Description of the task ->
Summarize the post below on assisted suicide and religious liberty in two sentences.

━━━━━ Document text

Thursday, June 19, 2014

Assisted Suicide and Religious Liberty


 

The “unthinkable” comes to Scotland while the U.S. Supreme Court is about to rule in a battle over religious freedom



By Dave Andrusko
Hobby Lobby’s David and Barbara Green
Hobby Lobby’s David and Barbara Green

For the last post of the day, I’d like to revisit two stories we ran Tuesday.
In February when Belgium legalized the euthanasia of children, we all knew two things. The “protections/safeguards” weren’t worth a plug nickel and that the virus would quickly spread.
I don’t know enough about Scotland to have predicted what are called “children’s charities” would come together to piggyback on efforts to legalize assisted suicide for adults, which is still illegal. That’s right, the slippery slope is so steep that an organization called “Together” has cautioned members of the Scottish Parliament not to set an age limitation of 16!

That organization includes two “children’s charities”–Barnardo’s and Save the Children.
Together bills itself as working to ensure the UN Convention on the Rights of the Child is implemented in Scotland.

To that end there is a Parliamentary committee which is looking into the Assisted Suicide (Scotland) Bill. Under this bill, people as young as 16 with a “terminal illness or progressive life-shortening condition to be helped to commit suicide,” according to the Christian Institute.
But that’s not good enough (so to speak) for Together. It argues that under the Convention, “a child’s opinion on his or her healthcare ‘must be respected and given due weight’ in accordance with their ‘age and maturity,’” The Christian Institute reported. Where should the Scottish Parliament (the Holyrood) look for guidance? Together recommends (who else?) Belgium.
The anti-assisted suicide organization Care Not Killing responded, “Right-minded people will be baffled that such an idea can be advanced, not least from one organisation purporting to represent the interests of children. Such a monstrous idea should be unthinkable.”
It should be unthinkable, but it isn’t.
We also talked about the thinly-disguised attack on the Green family, which owns Hobby Lobby, one of the two family-run corporations whose challenge to the Obama mandate was heard by the Supreme Court. A decision is expected soon.

We pointed how lame was the attempt to portray Hobby Lobby as something just this side of subversive. I did not know it at the time, but Jonathan S. Tobin had written on the same topic for Commentary magazine’s website.

Tobin astutely notes that “rather than confining the debate to the question of constitutional rights, critics of the plaintiffs in Hobby Lobby v. Sebelius have done their best to portray the business owners who seek to strike down the government mandate as not merely wrong but a threat to liberty.”
His next sentences are particularly shrewd:

“In order to do this, the administration and its cheering section in the mainstream media have sought to transform the debate from one that centers on government using its power to force people of faith to choose between their religion and their business to the dubious notion that dissenters from the mandate wish to impose their beliefs on others.”

When we posted, we wrote about the “scandal” (to those who wish to marginalize the Green family) that the family is underwriting “a Bible curriculum they hope to place in public schools nationwide” as an elective and “building a huge museum dedicated to the Bible a few blocks from the Mall.”
Tobin cuts directly to the intolerance that is at the heart of this debate over religious liberty:

“Contrary to their government opponents in their lawsuit, the Hobby Lobby owners are not trying to force the actions of others to conform to their beliefs. What they want is to be left alone to practice their faith while also trying to persuade others to share it. Bible study may not be everyone’s cup of tea but the notion that it is a threat to democracy would have been hard to sell to this nation’s Founders. The attacks on the Greens illustrate the intolerance of openly expressed faith that is at the core of the mandate the administration is seeking to enforce. The Greens are no threat to the liberty of non-believers who need not visit their bible museum nor read the religious materials they publish. But a government, egged on by a liberal media establishment, that can’t tolerate Hobby Lobby’s practices is one that has little interest in defending anyone’s religious freedom. In such an atmosphere, it’s little wonder that Hobby Lobby’s advocates see the outcome of this case as a crucial moment in the fight to defend constitutional liberty.”

━━━━━━━━━━
━━━━━ Data provided

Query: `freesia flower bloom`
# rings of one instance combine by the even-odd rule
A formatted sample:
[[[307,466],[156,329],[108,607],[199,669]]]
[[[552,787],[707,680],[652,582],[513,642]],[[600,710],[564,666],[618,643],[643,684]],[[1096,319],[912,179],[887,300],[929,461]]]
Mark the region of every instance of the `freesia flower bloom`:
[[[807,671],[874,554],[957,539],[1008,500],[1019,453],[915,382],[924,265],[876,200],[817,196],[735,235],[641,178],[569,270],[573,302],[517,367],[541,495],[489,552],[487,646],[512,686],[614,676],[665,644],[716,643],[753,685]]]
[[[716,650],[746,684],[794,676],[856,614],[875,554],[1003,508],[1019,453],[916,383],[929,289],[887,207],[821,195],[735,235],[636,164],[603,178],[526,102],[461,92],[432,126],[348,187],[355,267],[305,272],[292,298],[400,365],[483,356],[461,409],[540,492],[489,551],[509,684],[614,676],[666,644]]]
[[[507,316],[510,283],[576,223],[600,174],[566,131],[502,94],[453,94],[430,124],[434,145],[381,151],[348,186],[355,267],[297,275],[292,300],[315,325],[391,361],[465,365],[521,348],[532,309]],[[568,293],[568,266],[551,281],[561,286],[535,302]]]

━━━━━━━━━━

Solution ->
In Scotland, an organization called Together, which includes Barnardo's and Save the Children, has cautioned members of the Scottish Parliament against setting an age limit of 16 in the Assisted Suicide (Scotland) Bill and recommends Belgium for guidance, an idea Care Not Killing called monstrous. The post also revisits the attack on the Green family, owners of Hobby Lobby, whose challenge to the Obama mandate awaits a Supreme Court decision, citing Jonathan S. Tobin's argument on Commentary magazine's website that critics portray the owners as a threat to liberty when they only want to practice their faith and persuade others to share it.